Lay out the lines below, from the line holding "Would you be able to indicate the green" through the line holding "column 833, row 231", inclusive, as a Markdown table. Use the columns No. for a running row number and Text for the line itself, and leave out any blank lines.

The data:
------

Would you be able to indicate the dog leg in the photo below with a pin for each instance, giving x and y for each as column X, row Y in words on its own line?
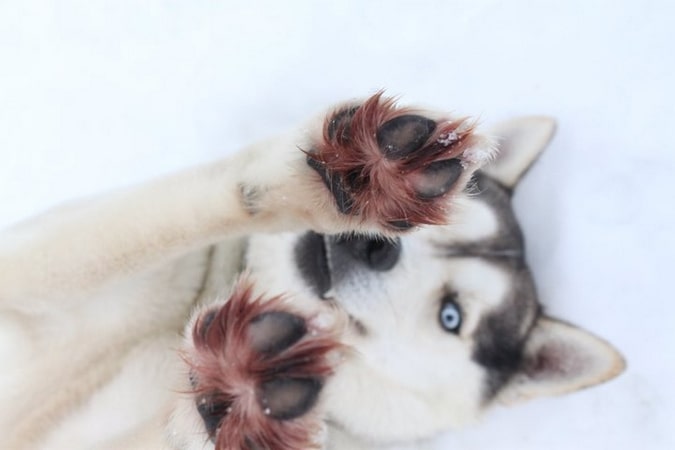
column 363, row 167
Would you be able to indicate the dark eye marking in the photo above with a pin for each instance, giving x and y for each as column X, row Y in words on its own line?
column 450, row 315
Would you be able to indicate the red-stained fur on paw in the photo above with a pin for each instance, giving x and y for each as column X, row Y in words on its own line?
column 233, row 369
column 377, row 181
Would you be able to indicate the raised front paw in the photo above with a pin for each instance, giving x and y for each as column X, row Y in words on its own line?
column 257, row 370
column 396, row 166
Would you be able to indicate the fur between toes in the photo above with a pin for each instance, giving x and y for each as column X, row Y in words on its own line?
column 256, row 370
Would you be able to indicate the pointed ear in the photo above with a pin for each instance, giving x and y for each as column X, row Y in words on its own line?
column 561, row 358
column 520, row 141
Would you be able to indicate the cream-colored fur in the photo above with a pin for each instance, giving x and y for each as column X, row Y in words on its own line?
column 95, row 297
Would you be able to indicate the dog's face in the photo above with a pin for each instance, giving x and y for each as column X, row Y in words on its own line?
column 443, row 321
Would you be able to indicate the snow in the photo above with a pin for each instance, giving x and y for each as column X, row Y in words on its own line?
column 95, row 95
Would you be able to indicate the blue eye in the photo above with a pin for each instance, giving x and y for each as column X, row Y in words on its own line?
column 450, row 315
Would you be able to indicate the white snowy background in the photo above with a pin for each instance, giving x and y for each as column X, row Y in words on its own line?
column 97, row 95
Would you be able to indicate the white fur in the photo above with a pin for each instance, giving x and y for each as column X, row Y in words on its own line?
column 94, row 298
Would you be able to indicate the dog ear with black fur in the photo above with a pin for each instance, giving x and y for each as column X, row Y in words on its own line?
column 520, row 142
column 561, row 358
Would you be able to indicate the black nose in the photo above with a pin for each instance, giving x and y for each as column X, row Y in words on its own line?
column 378, row 253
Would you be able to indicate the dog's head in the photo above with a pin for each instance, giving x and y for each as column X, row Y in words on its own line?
column 443, row 321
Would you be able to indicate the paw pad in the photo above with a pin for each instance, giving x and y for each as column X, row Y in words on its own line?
column 391, row 166
column 257, row 370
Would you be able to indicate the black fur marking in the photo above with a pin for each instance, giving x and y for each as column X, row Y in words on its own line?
column 250, row 198
column 206, row 321
column 336, row 186
column 311, row 260
column 275, row 331
column 507, row 248
column 340, row 121
column 288, row 398
column 400, row 225
column 403, row 135
column 501, row 335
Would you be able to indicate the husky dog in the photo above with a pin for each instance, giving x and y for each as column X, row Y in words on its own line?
column 385, row 296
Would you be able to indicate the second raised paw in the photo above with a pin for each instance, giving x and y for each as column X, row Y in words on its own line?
column 395, row 166
column 257, row 370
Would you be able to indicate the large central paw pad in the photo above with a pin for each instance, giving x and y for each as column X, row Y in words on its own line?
column 257, row 370
column 394, row 167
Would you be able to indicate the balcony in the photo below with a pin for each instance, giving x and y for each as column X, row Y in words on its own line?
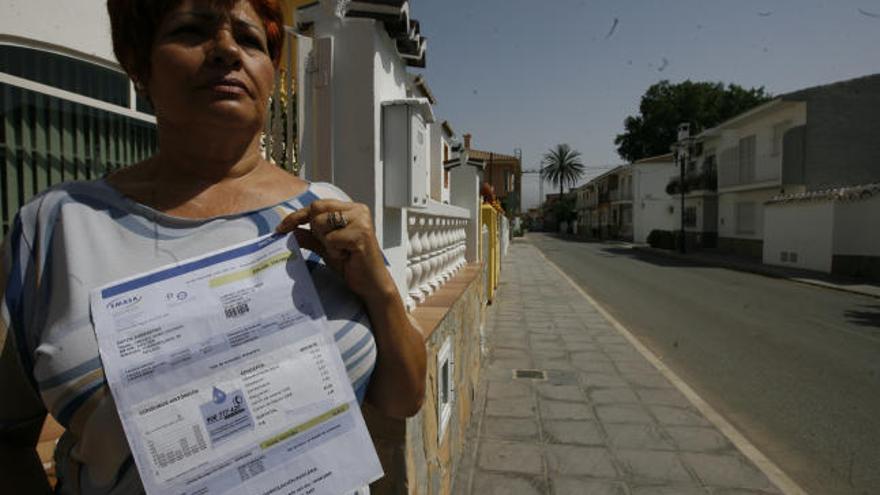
column 705, row 180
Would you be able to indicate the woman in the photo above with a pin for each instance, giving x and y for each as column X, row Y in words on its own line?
column 207, row 67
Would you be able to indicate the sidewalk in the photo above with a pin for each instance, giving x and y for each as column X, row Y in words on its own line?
column 809, row 277
column 604, row 421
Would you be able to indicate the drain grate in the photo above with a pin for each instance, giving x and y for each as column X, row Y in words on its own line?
column 529, row 374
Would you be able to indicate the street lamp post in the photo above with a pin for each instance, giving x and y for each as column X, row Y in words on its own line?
column 682, row 153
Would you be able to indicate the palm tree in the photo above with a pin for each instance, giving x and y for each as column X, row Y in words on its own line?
column 562, row 165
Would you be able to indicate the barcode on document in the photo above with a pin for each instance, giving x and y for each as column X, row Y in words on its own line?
column 236, row 310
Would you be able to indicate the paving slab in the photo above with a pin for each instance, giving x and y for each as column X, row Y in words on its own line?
column 603, row 421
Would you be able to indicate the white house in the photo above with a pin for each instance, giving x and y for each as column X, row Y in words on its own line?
column 370, row 131
column 653, row 207
column 810, row 140
column 831, row 231
column 748, row 150
column 69, row 110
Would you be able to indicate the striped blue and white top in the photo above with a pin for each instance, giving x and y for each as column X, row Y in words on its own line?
column 82, row 235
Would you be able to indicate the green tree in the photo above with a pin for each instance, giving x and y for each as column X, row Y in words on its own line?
column 665, row 105
column 562, row 165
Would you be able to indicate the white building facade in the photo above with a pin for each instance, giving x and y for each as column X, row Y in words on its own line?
column 653, row 207
column 68, row 110
column 833, row 231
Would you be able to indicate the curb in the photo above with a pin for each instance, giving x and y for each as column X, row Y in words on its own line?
column 773, row 472
column 757, row 270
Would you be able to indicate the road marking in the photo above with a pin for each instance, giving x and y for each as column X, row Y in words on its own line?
column 771, row 470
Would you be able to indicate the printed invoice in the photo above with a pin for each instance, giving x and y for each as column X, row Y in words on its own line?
column 226, row 377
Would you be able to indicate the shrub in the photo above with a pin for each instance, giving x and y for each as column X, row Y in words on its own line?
column 663, row 239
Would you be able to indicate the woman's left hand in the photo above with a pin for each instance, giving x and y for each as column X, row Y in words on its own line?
column 350, row 246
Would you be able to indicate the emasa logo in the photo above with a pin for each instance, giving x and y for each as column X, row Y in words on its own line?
column 121, row 302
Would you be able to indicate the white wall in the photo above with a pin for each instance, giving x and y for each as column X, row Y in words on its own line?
column 651, row 204
column 857, row 227
column 80, row 28
column 366, row 71
column 727, row 211
column 803, row 228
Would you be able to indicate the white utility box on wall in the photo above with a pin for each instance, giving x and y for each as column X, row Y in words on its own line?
column 405, row 146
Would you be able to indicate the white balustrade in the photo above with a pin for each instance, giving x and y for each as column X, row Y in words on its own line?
column 435, row 251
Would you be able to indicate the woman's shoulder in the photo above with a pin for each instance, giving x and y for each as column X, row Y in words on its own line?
column 46, row 203
column 326, row 190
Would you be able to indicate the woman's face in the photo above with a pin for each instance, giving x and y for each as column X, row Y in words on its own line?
column 210, row 67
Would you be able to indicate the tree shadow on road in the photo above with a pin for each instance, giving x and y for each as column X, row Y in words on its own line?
column 869, row 316
column 654, row 259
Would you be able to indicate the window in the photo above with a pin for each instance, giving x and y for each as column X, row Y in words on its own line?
column 690, row 216
column 747, row 160
column 778, row 133
column 745, row 218
column 445, row 387
column 67, row 73
column 46, row 140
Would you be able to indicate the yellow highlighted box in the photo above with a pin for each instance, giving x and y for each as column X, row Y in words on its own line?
column 296, row 430
column 250, row 271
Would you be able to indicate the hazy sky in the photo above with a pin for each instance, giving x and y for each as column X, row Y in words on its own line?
column 530, row 74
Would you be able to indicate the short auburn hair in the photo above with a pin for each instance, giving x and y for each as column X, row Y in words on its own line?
column 133, row 25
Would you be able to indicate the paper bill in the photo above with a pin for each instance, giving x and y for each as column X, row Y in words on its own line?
column 227, row 379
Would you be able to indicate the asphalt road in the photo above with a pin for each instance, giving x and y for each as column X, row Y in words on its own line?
column 795, row 368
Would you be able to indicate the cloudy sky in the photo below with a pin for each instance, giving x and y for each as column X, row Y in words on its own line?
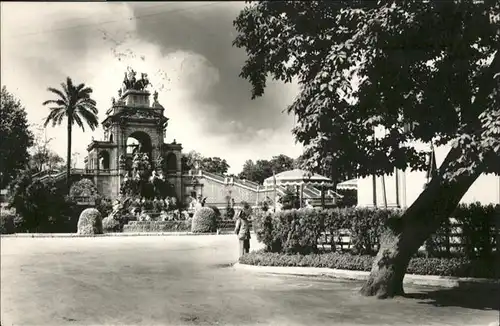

------

Written response:
| No. | Text |
|---|---|
| 1 | Would you be able to indicate the green tree in the photo above with a pin for each instance, giving x and y for each as column X, row Y in words on its own line? |
| 2 | column 665, row 105 |
| 3 | column 562, row 165 |
| 4 | Would you be able to indicate the white building facade in the photo above with a pin for each instance, giving x and y for each as column X, row Y in words on its own line? |
| 5 | column 653, row 207 |
| 6 | column 68, row 110 |
| 7 | column 833, row 231 |